Pointing entries:
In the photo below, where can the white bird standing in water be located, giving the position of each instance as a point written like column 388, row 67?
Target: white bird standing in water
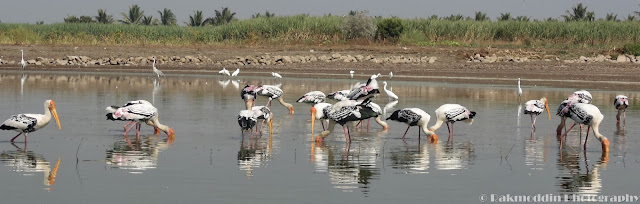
column 224, row 71
column 392, row 96
column 26, row 123
column 22, row 62
column 536, row 107
column 621, row 103
column 156, row 70
column 519, row 91
column 451, row 113
column 587, row 114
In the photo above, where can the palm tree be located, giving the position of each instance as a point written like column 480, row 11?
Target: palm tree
column 148, row 20
column 196, row 19
column 611, row 17
column 481, row 16
column 167, row 17
column 222, row 17
column 134, row 16
column 504, row 17
column 578, row 13
column 102, row 17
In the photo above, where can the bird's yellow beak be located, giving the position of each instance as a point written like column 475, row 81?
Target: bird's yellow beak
column 313, row 119
column 546, row 105
column 54, row 112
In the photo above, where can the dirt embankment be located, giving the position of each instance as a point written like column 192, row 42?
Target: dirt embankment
column 580, row 69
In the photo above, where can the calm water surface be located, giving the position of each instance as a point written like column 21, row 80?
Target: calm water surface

SET PROBLEM:
Rewrite every line of the entries above as a numbered list, skipping blank lines. Leave the pictures out of your answer.

EXPECTED OUTPUT:
1. In the photo below, where can the white bird standing in water be located, giving the position of each instance as a point written like column 388, row 67?
2. Target: white bird standing in water
3. column 224, row 71
4. column 392, row 96
5. column 26, row 123
6. column 22, row 62
7. column 536, row 107
8. column 621, row 103
9. column 156, row 70
10. column 519, row 91
11. column 451, row 113
12. column 587, row 114
13. In the photo above, where can the palm tree be located, giving the position of each instance as a point written like column 480, row 11?
14. Target: palm tree
15. column 148, row 20
16. column 196, row 19
17. column 611, row 17
18. column 481, row 16
19. column 167, row 17
20. column 222, row 17
21. column 134, row 16
22. column 504, row 17
23. column 578, row 13
24. column 102, row 17
25. In the photo above, where can the bird's yellow beak be located, giving the position of each instance as a point written like column 475, row 81?
26. Target: bird's yellow beak
27. column 313, row 119
28. column 546, row 105
29. column 54, row 112
30. In the photo above, where can the dirt embankment be located, giving the position of each instance as a point written like column 192, row 42?
31. Target: dirt embankment
32. column 580, row 69
33. In the photo above, where can the calm water surface be located, giving the position of each instance as a point written like column 21, row 80?
34. Target: calm water surface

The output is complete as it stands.